(Records of labeled points)
— start —
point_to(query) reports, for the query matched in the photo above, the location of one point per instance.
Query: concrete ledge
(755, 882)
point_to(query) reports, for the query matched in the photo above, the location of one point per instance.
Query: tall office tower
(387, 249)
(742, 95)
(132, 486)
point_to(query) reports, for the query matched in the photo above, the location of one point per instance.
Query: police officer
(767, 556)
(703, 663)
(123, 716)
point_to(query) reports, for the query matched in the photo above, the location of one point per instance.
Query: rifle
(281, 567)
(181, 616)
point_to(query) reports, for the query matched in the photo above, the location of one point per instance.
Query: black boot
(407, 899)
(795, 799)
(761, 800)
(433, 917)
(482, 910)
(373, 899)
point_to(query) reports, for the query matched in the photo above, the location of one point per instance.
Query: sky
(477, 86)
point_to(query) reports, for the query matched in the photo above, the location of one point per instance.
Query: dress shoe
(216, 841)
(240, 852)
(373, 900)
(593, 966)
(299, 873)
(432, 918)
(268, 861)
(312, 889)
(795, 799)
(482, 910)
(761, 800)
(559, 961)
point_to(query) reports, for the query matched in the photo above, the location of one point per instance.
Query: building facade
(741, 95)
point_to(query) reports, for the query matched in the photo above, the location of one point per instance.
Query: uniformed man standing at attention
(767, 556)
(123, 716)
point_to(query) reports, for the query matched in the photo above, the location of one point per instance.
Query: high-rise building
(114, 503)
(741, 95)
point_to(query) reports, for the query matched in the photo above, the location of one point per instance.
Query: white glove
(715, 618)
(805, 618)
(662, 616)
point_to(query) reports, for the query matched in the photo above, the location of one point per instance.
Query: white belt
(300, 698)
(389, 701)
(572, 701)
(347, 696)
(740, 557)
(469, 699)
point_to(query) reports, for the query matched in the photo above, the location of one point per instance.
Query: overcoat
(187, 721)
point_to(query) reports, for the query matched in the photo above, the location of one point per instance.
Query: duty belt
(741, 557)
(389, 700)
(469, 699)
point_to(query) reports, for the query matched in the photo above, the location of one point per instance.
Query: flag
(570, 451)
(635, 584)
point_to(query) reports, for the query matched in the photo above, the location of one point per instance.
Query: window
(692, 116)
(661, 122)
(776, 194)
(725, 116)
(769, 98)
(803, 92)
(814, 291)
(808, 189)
— end —
- _Exercise requirements_: Quote each line of the listing above exactly.

- _Written response_:
point_to(query) reports, for the query matched in the photo above, the location of one point per instance.
Query: concrete ledge
(755, 882)
point_to(query) reports, for the query matched in the photo above, the location of one point per instance.
Query: tall office tower
(387, 249)
(742, 95)
(132, 486)
point_to(query) reports, for the query matched in the photo above, the location of one point per instance.
Query: police officer
(767, 556)
(703, 663)
(123, 716)
point_to(query) reports, for the query matched in the photo above, the location of one point per instance.
Query: rifle
(281, 567)
(181, 616)
point_to(query) reports, for the query matched in the photo above, the location of one point per instance.
Query: black boot
(407, 899)
(795, 799)
(761, 800)
(433, 917)
(482, 910)
(373, 899)
point_to(query) reports, for the query matched in the photo above, the location of one point per instance.
Query: sky
(477, 86)
point_to(query) reports, for the query matched in the photo above, the location of one point per instance.
Query: dress shoe
(216, 841)
(240, 852)
(373, 900)
(593, 966)
(299, 873)
(432, 918)
(268, 861)
(312, 889)
(795, 799)
(482, 910)
(761, 800)
(559, 961)
point_to(query) reports, for the query matched in the photo above, the location of one point per instance.
Query: building facade
(741, 95)
point_to(query) reports, for the query matched in the photo above, the location of one point per instance.
Query: uniformed man standing at attention
(767, 556)
(123, 716)
point_to(query) reports, for the query matched in the photo above, the location of one point per instance.
Query: high-rise building
(114, 503)
(741, 95)
point_to(query) reports, for the query matched in the photo above, the location of one point per instance.
Query: white glove
(715, 618)
(805, 618)
(662, 616)
point_to(query) reports, for the query matched in the photo above, the location of one point per instance.
Query: white belt
(300, 698)
(389, 701)
(572, 701)
(347, 696)
(740, 557)
(469, 699)
point_to(query) reports, for the query matched in the photo above, the location of one point per instance.
Query: overcoat
(187, 721)
point_to(query) reports, for the query matched in the photo above, the location of one point per instance.
Query: duty belt
(741, 557)
(389, 700)
(469, 699)
point_to(query) reports, for the query matched in the photo above, the location of one point per instance.
Query: flag
(570, 451)
(635, 584)
point_to(query) reports, for the query matched in the photo above, the location of one point per instance.
Query: window
(692, 116)
(661, 122)
(776, 194)
(725, 116)
(769, 98)
(803, 92)
(814, 291)
(808, 189)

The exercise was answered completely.